»»

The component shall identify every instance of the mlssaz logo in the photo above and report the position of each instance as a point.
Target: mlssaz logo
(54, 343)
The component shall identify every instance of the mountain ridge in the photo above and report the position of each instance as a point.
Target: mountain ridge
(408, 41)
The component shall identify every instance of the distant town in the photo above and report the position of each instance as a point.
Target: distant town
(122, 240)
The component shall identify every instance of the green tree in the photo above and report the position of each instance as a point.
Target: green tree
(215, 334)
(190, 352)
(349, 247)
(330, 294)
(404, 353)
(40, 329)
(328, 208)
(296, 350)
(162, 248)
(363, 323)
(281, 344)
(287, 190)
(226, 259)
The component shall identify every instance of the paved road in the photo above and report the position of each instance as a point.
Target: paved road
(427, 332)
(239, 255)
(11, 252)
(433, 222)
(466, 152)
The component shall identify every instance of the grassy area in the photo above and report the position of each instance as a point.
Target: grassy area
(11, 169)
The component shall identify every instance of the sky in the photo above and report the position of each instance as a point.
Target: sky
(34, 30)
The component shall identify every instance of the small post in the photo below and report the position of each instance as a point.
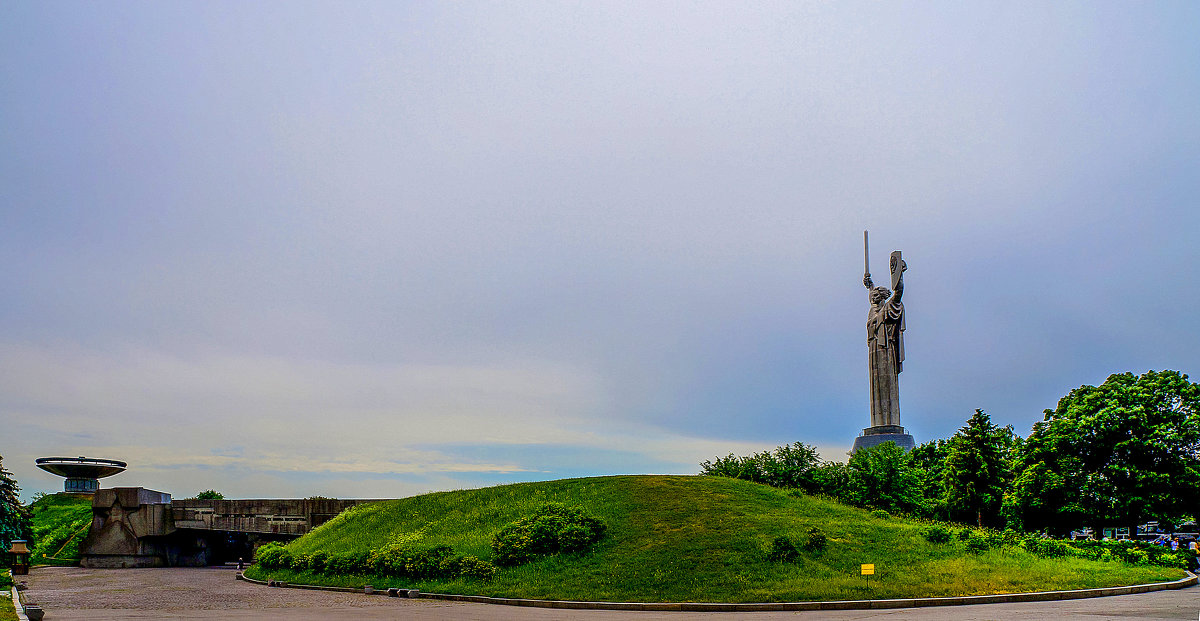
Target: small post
(868, 570)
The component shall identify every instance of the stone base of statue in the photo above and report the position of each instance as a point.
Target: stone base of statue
(883, 433)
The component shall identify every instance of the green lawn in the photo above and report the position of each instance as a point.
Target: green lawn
(60, 523)
(675, 538)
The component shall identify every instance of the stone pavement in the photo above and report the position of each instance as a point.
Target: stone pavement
(73, 594)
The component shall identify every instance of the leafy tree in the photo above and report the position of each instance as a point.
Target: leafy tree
(787, 466)
(885, 477)
(930, 457)
(1121, 452)
(15, 519)
(977, 469)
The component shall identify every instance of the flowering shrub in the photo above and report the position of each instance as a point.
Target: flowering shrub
(552, 529)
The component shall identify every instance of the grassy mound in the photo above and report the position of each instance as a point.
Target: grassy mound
(677, 538)
(60, 523)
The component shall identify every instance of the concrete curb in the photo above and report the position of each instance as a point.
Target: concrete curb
(17, 606)
(846, 604)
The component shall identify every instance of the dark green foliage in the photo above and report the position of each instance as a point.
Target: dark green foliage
(816, 540)
(977, 546)
(832, 478)
(552, 529)
(1045, 548)
(787, 466)
(883, 477)
(60, 524)
(783, 550)
(937, 534)
(15, 518)
(977, 470)
(436, 562)
(1119, 453)
(930, 457)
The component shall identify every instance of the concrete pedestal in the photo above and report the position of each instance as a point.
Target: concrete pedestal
(888, 433)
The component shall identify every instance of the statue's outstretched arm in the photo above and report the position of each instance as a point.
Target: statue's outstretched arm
(899, 290)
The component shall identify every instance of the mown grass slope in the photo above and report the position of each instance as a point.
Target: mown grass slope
(676, 538)
(60, 523)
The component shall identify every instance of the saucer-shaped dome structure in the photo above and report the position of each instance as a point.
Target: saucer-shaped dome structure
(82, 472)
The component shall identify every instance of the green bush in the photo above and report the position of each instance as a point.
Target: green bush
(977, 546)
(317, 561)
(271, 556)
(816, 541)
(937, 534)
(340, 564)
(783, 550)
(552, 529)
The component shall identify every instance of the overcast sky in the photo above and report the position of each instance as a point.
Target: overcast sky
(378, 248)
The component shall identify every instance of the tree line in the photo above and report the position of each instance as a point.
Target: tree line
(1120, 453)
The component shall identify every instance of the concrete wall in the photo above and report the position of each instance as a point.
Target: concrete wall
(143, 528)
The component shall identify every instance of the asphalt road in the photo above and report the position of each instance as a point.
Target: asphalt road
(72, 594)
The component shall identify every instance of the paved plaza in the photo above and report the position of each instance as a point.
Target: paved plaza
(73, 594)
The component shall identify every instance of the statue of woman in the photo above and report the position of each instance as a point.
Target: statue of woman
(885, 343)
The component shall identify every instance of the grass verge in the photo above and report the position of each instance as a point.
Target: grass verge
(678, 538)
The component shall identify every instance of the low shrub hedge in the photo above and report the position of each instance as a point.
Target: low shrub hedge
(437, 562)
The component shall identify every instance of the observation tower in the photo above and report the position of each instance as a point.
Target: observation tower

««

_THE EXERCISE_
Can you turn the whole listing above into a JSON list of strings, one string per line, with blank lines and picture placeholders left out?

_COMPLETE ANSWER_
[
  "The component shall identify every instance of the mlssaz logo in the photo above and report the position of each instance as a point.",
  "Target: mlssaz logo",
  "(54, 343)",
  "The component shall identify every instance of the mountain ridge in the photo above and report the position of each instance as a point.",
  "Target: mountain ridge",
  "(408, 41)",
  "The component shall identify every instance of the distant town in the photo above and report the position of each instance as a point.",
  "Target: distant town",
  "(122, 240)",
  "The component shall identify every instance of the green tree in the photo above and report the position of each instance as a point.",
  "Target: green tree",
  "(215, 334)",
  "(190, 352)",
  "(349, 247)",
  "(330, 294)",
  "(404, 353)",
  "(40, 329)",
  "(328, 208)",
  "(296, 350)",
  "(162, 248)",
  "(363, 323)",
  "(281, 344)",
  "(287, 190)",
  "(226, 259)",
  "The component shall identify every instance of the paved road in the photo above and report the position of each instance as a point.",
  "Target: paved road",
  "(427, 332)",
  "(239, 255)",
  "(11, 252)",
  "(433, 222)",
  "(466, 152)",
  "The component shall identify every instance of the grassy area in the photo above and report the position of each instance as a point.",
  "Target: grassy area",
  "(11, 169)",
  "The component shall identify every instance of the sky in the photo above and report the position of each instance as a point.",
  "Target: sky",
  "(34, 30)",
  "The component shall identify every instance of the small post in the photo below and report the position of each instance as a point.",
  "Target: small post",
  "(868, 570)",
  "The component shall identify every instance of the stone base of statue in the photo above and report the position of each instance as a point.",
  "Target: stone base of statue",
  "(883, 433)",
  "The component shall identify every instance of the green lawn in the photo above and report the position of each instance as a point.",
  "Target: green lawn",
  "(60, 523)",
  "(675, 538)",
  "The component shall identify every instance of the stone pavement in the photo above and report the position of each instance as a point.",
  "Target: stone pavement",
  "(73, 594)",
  "The component shall identify every instance of the leafy tree in the photo above and report the position of each instance as a point.",
  "Target: leafy tree",
  "(787, 466)",
  "(885, 477)",
  "(930, 457)",
  "(1121, 452)",
  "(15, 519)",
  "(977, 469)",
  "The component shall identify every instance of the flowering shrub in the photo above and report the position of each instance as a point.",
  "Target: flowering shrub",
  "(552, 529)",
  "The component shall identify every instance of the grassy mound in the photo above and report the position of each instance as a point.",
  "Target: grassy mound",
  "(677, 538)",
  "(60, 523)",
  "The component shall identify every instance of the concrete curb in the photo above and report the position of each instance as a point.",
  "Target: concrete curb",
  "(17, 606)",
  "(846, 604)",
  "The component shall identify every instance of the dark green foliage in the photo above and report the position of each instance as a point.",
  "Target: dark green foliage",
  "(816, 540)",
  "(977, 546)",
  "(832, 478)",
  "(552, 529)",
  "(1045, 548)",
  "(787, 466)",
  "(883, 477)",
  "(60, 524)",
  "(783, 550)",
  "(937, 534)",
  "(15, 518)",
  "(977, 470)",
  "(436, 562)",
  "(1119, 453)",
  "(930, 457)",
  "The component shall identify every instance of the concrete pedestal in the photo above and report the position of each instance as a point.",
  "Target: concrete pedestal",
  "(888, 433)",
  "The component shall identify every instance of the statue's outstretched arm in the photo above and report the position of each instance as a point.",
  "Target: statue's outstretched arm",
  "(899, 290)",
  "The component shall identify every instance of the mown grass slope in the photo above and report the position of each instance as a point.",
  "Target: mown grass slope",
  "(676, 538)",
  "(60, 523)",
  "The component shall identify every instance of the saucer-shaped dome structure in the photo above and report the position of each instance as a point.",
  "Target: saucer-shaped dome structure",
  "(82, 472)",
  "The component shall identify every instance of the green bush in the photo above and report the position of each instance as a point.",
  "Target: green bush",
  "(977, 546)",
  "(317, 561)",
  "(271, 556)",
  "(816, 541)",
  "(937, 534)",
  "(340, 564)",
  "(783, 550)",
  "(552, 529)",
  "The component shall identify every instance of the overcast sky in the photo above and report the position of each instance as a point.",
  "Target: overcast sky",
  "(378, 248)",
  "The component shall identify every instance of the tree line in the photo above and report the position of each instance as a point.",
  "Target: tree line",
  "(1120, 453)",
  "The component shall identify every instance of the concrete wall in the photo above and report the position of each instance as a point.",
  "Target: concrete wall",
  "(143, 528)",
  "The component shall identify every instance of the asphalt road in the photo above and report the position of each instance as a point.",
  "Target: asphalt road",
  "(72, 594)",
  "The component shall identify every instance of the paved plaza in the photo above and report the position of each instance as a point.",
  "Target: paved plaza",
  "(73, 594)",
  "The component shall identify every instance of the statue of woman in the photo above and report the position of each instance as a point.",
  "Target: statue of woman",
  "(885, 343)",
  "The component shall identify every instance of the grass verge in the photo above and report the position of each instance as a point.",
  "Target: grass verge",
  "(678, 538)",
  "The component shall identify every instance of the low shrub hedge in the photo above and report the position of each instance as a point.",
  "Target: low shrub hedge",
  "(437, 562)",
  "The component shall identify every instance of the observation tower in the photo above and report the position of each instance as a point.",
  "Target: observation tower"
]